## PROMPT
Retype the records below exactly. Leave nothing out.

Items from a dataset
------

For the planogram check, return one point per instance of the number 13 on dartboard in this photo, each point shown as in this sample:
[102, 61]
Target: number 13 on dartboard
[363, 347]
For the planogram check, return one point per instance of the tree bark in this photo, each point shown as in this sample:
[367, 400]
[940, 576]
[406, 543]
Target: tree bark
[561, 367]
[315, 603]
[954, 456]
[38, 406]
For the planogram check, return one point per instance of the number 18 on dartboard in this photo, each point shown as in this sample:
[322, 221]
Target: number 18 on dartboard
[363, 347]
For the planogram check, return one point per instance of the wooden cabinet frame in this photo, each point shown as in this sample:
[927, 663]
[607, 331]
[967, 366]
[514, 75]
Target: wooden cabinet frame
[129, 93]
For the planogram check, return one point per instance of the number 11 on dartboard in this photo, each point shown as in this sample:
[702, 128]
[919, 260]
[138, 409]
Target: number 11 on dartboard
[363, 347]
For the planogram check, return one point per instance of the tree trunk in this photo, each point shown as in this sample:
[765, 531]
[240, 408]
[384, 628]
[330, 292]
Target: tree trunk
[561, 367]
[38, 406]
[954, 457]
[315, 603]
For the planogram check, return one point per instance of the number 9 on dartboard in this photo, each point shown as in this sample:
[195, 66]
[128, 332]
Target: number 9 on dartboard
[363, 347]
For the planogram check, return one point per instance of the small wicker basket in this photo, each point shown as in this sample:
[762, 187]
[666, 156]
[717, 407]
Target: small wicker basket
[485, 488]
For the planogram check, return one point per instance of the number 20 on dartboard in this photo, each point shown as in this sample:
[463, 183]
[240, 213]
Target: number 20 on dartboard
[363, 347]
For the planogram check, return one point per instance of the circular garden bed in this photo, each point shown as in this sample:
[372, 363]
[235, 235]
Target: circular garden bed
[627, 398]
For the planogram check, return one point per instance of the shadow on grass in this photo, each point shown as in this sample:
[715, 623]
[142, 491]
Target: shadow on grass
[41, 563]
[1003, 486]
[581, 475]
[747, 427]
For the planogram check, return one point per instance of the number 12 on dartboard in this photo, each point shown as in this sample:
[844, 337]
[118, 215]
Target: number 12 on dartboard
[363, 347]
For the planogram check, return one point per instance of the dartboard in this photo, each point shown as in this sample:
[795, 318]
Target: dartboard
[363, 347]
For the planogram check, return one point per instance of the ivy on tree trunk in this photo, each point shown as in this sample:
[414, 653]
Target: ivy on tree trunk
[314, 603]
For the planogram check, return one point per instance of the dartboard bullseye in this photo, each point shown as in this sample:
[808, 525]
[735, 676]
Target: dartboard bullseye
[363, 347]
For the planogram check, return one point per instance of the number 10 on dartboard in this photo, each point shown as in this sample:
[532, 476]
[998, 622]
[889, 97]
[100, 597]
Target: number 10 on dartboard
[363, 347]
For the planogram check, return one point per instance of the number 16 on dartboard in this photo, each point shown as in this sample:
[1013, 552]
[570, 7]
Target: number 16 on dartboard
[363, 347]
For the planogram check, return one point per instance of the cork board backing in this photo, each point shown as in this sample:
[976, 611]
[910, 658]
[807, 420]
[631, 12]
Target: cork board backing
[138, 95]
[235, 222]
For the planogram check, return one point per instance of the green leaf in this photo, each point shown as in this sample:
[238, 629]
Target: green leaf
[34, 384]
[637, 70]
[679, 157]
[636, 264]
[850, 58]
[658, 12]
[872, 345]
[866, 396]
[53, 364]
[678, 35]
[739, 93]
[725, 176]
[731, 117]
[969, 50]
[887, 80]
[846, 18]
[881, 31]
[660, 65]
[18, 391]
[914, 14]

------

## YOUR RESPONSE
For the planogram check, return one point per instance of the number 13 on dartboard in this photo, each point shown as in this sample:
[102, 61]
Target: number 13 on dartboard
[363, 347]
For the planogram check, return one point per instance of the tree bark in this photo, each point shown as in this sample:
[367, 400]
[940, 576]
[406, 543]
Target: tree bark
[561, 367]
[315, 603]
[954, 456]
[38, 406]
For the planogram check, return one point per instance of the number 18 on dartboard in this photo, each point shown as in this sample:
[322, 221]
Target: number 18 on dartboard
[363, 347]
For the planogram check, return one point per instance of the wooden cabinet frame in this photo, each point shown as in this sample:
[927, 663]
[607, 331]
[967, 366]
[514, 75]
Target: wooden cabinet frame
[129, 93]
For the planogram check, return one point per instance of the number 11 on dartboard in this photo, each point shown as in this sample:
[702, 128]
[919, 260]
[138, 409]
Target: number 11 on dartboard
[363, 347]
For the planogram check, return one point per instance of the tree trunk in this photo, each point shown as in this sample:
[765, 531]
[240, 408]
[384, 628]
[330, 292]
Target: tree trunk
[561, 367]
[38, 406]
[954, 457]
[315, 603]
For the planogram check, return one point per instance of the number 9 on dartboard in this photo, each point shown as in this sample:
[195, 66]
[128, 332]
Target: number 9 on dartboard
[363, 347]
For the planogram check, return one point per instance of the small wicker basket in this photo, each point shown as in this sample:
[762, 187]
[666, 156]
[717, 407]
Target: small wicker basket
[485, 488]
For the planogram check, return one point per instance of the number 20 on dartboard in this photo, each point shown as in this sample:
[463, 183]
[240, 213]
Target: number 20 on dartboard
[363, 347]
For the planogram check, return one point per instance of the circular garden bed in this photo, each point shown as in this sample:
[372, 363]
[235, 235]
Target: circular garden bed
[627, 398]
For the planogram check, return one point per instance of the shadow on grass in this photo, each point shown as in this sample:
[715, 623]
[142, 491]
Target: shadow on grass
[41, 563]
[1003, 486]
[581, 475]
[747, 427]
For the planogram check, return one point per instance of the number 12 on dartboard in this photo, each point shown as in this sample:
[844, 337]
[118, 215]
Target: number 12 on dartboard
[363, 347]
For the planogram check, return one point per instance of the dartboard in this photo, each point shown as in this sample:
[795, 318]
Target: dartboard
[363, 347]
For the planogram check, return one point per instance of the ivy on tree trunk in this photo, each point shown as in this sample:
[414, 653]
Target: ivy on tree trunk
[314, 603]
For the planogram check, return one point per instance of the dartboard bullseye in this photo, each point shown as in this sample:
[808, 525]
[735, 676]
Target: dartboard bullseye
[363, 347]
For the planogram check, return one point per instance of the number 10 on dartboard in this photo, each point shown as in this sample:
[532, 476]
[998, 622]
[889, 97]
[100, 597]
Target: number 10 on dartboard
[363, 347]
For the planogram check, return one point per instance of the number 16 on dartboard in this photo, each point shown as in this sample:
[1013, 552]
[570, 7]
Target: number 16 on dartboard
[363, 347]
For the planogram check, return one point per instance of the cork board backing in this photo, each point shown as in this sample:
[976, 611]
[910, 658]
[807, 420]
[631, 12]
Target: cork board backing
[138, 95]
[235, 222]
For the planogram check, return one point per instance of the green leaf in this photo, each point shown as in this sample:
[238, 629]
Target: green leaf
[34, 384]
[637, 70]
[679, 157]
[636, 264]
[850, 58]
[658, 12]
[872, 345]
[866, 396]
[53, 364]
[678, 35]
[739, 93]
[725, 176]
[731, 117]
[969, 50]
[887, 80]
[846, 18]
[881, 31]
[660, 65]
[18, 391]
[914, 14]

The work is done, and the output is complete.